▶ TEXT UNDER STUDY
((
Robust estimation of correlation coefficient for censored data
Published:
-
Background
We recently got an interesting request from our collaborators from the bench side. They have two types of experimental assays, let’s call them assay X and assay Y, that measure the activity of the same biological pathway. The difference between them is that assay Y has a limit of detection of certain value U, and it reports any value lower than U as U; on the contrary, X is much sensitive and effectively have no limit of detection. In other word, Y is left-censored, whereas X is not censored at all. A simulated data is shown below.
Our collaborators would like to learn how “consistent” these two assays are. A popular metrics for between-assay consistency is Pearson correlation coefficient. However, it is obviously inappropriate to be used here, unless the censoring is accounted for. In addition, we need not only the point estimation, but also a confidence interval, of correlation coefficient. To address this challenge, one of my colleagues developed an approach to robustly estimate Pearson correlation coefficient (and its credible interval) for such censored data. The original workflow was implemented in JAGS and SAS. I am curious if I can recreate the analysis using R and Stan (I mean, why not?). So here we go!
))
Referring expression pointing data
((
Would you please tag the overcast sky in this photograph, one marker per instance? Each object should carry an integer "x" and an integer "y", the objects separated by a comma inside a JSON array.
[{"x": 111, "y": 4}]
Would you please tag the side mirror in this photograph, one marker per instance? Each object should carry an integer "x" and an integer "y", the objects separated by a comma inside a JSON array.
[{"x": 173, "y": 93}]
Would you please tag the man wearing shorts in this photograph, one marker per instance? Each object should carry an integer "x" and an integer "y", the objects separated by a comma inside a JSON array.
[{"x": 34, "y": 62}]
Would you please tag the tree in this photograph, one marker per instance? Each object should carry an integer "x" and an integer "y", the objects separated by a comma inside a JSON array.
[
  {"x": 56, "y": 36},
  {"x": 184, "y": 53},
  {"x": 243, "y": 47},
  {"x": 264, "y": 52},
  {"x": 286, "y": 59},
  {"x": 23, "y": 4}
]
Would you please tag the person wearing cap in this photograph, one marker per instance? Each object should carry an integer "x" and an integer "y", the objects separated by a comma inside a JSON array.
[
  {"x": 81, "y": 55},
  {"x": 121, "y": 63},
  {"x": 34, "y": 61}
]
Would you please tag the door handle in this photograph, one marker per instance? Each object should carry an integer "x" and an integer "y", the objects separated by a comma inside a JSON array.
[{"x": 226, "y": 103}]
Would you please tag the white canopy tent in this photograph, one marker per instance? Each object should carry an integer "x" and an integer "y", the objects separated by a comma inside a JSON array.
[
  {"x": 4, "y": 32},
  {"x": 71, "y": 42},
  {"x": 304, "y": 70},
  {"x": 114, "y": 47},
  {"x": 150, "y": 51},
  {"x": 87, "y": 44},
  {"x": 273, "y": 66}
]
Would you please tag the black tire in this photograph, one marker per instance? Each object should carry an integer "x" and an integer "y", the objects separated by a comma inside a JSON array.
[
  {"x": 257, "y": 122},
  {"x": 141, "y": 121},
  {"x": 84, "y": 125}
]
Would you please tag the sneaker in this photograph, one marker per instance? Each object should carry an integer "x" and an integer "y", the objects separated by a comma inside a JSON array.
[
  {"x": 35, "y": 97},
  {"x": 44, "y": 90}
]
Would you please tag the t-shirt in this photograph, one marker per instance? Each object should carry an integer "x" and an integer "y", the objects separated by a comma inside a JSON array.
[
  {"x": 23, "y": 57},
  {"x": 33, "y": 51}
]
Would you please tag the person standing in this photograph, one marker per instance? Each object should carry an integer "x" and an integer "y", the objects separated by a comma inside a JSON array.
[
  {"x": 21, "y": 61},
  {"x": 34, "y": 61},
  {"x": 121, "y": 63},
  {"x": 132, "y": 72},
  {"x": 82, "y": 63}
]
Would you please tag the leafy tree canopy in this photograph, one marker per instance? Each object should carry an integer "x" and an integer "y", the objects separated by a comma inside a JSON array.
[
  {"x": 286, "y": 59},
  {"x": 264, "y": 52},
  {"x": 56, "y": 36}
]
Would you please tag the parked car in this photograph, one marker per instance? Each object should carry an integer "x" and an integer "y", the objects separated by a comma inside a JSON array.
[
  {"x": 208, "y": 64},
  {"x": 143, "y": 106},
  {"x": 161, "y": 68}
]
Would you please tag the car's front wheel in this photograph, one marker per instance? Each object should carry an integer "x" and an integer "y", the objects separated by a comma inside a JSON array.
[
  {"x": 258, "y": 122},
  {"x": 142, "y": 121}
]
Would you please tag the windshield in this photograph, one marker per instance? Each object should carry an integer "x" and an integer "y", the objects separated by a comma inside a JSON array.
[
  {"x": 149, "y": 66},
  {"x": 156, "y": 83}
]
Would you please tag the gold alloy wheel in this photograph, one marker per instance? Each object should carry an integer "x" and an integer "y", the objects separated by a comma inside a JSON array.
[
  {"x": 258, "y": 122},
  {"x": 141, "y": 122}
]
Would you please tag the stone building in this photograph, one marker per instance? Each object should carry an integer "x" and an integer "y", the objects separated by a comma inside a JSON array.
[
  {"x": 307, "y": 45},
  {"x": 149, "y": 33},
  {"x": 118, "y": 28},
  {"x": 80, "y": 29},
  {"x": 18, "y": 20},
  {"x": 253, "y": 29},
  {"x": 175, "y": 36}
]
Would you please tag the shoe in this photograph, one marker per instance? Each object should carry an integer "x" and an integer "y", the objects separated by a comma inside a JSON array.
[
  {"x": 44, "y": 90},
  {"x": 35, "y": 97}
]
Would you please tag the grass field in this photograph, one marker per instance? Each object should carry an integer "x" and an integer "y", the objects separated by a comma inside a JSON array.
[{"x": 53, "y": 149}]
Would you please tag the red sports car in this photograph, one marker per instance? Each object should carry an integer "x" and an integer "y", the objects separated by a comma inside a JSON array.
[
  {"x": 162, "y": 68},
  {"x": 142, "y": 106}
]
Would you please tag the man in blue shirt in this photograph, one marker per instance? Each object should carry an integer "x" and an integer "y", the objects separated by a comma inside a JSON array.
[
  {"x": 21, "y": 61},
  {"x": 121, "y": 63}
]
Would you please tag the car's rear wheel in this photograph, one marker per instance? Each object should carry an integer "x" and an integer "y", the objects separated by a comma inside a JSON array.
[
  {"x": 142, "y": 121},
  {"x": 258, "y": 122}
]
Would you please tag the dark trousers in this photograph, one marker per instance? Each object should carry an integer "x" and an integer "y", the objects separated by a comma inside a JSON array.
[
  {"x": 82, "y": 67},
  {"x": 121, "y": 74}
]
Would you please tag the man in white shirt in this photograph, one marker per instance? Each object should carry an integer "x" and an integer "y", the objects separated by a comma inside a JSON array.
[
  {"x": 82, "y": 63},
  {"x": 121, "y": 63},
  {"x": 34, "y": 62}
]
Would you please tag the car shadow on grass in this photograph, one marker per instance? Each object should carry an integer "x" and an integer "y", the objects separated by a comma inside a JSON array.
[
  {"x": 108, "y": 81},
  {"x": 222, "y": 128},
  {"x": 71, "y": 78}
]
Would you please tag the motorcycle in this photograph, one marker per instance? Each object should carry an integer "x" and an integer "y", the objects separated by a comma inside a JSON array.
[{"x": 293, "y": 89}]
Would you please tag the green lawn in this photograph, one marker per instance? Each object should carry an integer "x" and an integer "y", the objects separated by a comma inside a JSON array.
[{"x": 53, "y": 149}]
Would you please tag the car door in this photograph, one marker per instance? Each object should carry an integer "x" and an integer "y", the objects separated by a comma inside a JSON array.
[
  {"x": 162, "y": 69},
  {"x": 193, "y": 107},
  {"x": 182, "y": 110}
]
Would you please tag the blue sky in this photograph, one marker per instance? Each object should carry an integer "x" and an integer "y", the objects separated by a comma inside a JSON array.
))
▶ SET OF TASKS
- a) Answer these questions from the text on correlation for censored data:
(i) Which of the two assays has a limit of detection?
(ii) In what tools was the original workflow implemented?
(iii) What software does the author want to use to recreate the analysis?
- b) In the text on correlation for censored data, take the part that opens with "Robust estimation of" and closes with "is shown below.", and write it out with "collaborators" swapped for "partners".

▶ SOLVED PROBLEMS
- a)
(i) Assay Y
(ii) JAGS and SAS
(iii) R and Stan

- b)
Robust estimation of correlation coefficient for censored data
Published:
-
Background
We recently got an interesting request from our partners from the bench side. They have two types of experimental assays, let’s call them assay X and assay Y, that measure the activity of the same biological pathway. The difference between them is that assay Y has a limit of detection of certain value U, and it reports any value lower than U as U; on the contrary, X is much sensitive and effectively have no limit of detection. In other word, Y is left-censored, whereas X is not censored at all. A simulated data is shown below.